● **What you need to do**
Count the lines in the items below that contain the string "area", matching case exactly, and reply with the number alone.

● **Raw data**
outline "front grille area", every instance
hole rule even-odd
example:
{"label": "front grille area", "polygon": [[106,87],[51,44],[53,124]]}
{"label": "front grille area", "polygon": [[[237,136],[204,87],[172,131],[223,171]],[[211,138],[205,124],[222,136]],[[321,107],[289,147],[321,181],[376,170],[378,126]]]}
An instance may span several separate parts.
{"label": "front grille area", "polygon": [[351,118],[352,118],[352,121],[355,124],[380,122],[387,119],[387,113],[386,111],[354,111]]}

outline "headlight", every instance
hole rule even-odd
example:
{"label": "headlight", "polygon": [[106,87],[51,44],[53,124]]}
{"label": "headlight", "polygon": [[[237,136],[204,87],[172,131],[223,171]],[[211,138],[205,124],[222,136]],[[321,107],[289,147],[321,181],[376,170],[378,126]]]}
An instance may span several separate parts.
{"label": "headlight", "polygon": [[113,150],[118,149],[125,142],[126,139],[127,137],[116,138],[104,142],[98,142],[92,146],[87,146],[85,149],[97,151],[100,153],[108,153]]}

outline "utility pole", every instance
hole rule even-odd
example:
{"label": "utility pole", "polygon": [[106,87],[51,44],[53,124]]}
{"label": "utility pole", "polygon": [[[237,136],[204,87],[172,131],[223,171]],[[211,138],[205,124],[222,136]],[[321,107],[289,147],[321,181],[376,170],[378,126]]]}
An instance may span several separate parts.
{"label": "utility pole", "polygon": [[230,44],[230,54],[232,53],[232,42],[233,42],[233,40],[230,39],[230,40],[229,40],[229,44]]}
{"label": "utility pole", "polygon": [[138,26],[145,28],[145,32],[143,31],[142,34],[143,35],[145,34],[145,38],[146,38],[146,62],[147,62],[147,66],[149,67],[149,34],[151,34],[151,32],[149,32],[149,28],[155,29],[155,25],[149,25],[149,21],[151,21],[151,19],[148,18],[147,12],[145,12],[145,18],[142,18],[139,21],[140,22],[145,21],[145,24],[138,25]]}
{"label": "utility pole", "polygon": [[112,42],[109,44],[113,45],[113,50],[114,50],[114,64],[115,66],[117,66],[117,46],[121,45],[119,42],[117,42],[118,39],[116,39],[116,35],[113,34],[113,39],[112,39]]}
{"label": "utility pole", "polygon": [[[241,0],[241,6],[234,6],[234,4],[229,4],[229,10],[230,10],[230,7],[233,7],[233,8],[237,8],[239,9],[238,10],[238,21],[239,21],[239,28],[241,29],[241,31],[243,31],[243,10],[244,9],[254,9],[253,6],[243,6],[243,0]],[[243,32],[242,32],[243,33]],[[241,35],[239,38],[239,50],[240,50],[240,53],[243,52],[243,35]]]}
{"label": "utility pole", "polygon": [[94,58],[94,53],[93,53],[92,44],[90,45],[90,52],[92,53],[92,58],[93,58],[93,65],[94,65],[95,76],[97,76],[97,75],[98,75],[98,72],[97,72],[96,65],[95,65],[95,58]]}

● **Output for this task**
4